Write the entries out exactly, with the final line being the one containing "<point>82,243</point>".

(Dataset records)
•••

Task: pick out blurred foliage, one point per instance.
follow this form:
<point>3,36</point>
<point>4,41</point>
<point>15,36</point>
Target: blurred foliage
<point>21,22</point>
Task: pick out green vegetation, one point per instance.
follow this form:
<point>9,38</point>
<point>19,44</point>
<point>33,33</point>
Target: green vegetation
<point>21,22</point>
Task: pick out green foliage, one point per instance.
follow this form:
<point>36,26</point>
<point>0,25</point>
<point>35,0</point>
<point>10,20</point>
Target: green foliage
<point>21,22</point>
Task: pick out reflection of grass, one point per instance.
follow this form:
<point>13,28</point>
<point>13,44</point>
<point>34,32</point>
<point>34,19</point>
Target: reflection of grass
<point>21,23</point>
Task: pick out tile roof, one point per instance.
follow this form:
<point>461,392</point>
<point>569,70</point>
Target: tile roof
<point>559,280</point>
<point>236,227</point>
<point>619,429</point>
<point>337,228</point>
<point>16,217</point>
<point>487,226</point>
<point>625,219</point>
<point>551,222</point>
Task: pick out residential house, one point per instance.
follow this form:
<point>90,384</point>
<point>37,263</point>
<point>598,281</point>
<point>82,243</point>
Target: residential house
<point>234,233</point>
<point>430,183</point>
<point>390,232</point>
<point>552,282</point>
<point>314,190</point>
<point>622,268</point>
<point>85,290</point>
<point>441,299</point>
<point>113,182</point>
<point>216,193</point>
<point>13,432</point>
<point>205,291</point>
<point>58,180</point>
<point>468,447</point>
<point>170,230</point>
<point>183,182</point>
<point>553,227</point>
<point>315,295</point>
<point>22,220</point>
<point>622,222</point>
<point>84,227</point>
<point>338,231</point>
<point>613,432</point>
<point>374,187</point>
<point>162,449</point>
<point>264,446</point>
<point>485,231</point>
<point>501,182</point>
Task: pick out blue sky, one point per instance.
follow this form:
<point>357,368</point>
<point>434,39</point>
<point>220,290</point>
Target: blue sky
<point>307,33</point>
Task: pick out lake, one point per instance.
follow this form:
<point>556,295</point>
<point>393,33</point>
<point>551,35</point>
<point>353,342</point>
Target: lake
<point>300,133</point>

•••

### Answer
Task: pick out blurred foliage, one point per instance.
follow this form:
<point>3,36</point>
<point>4,41</point>
<point>15,36</point>
Target: blurred foliage
<point>21,22</point>
Task: pick out green vegetation, one point per instance.
follow this form:
<point>9,38</point>
<point>19,44</point>
<point>33,33</point>
Target: green vegetation
<point>21,22</point>
Task: pick out green foliage, one point per instance.
follow this form:
<point>36,26</point>
<point>0,25</point>
<point>35,0</point>
<point>10,20</point>
Target: green foliage
<point>21,22</point>
Task: pick out reflection of grass, one point per instance.
follow this form:
<point>13,28</point>
<point>13,44</point>
<point>34,32</point>
<point>34,19</point>
Target: reflection of grass
<point>21,23</point>
Task: pick out tile roof, one point per instance.
follow this form:
<point>461,392</point>
<point>569,70</point>
Target: tile roof
<point>559,280</point>
<point>236,227</point>
<point>619,429</point>
<point>337,228</point>
<point>16,217</point>
<point>487,226</point>
<point>625,219</point>
<point>551,222</point>
Task: pick out residential house, one point per instance.
follow this form:
<point>90,384</point>
<point>37,263</point>
<point>598,281</point>
<point>82,243</point>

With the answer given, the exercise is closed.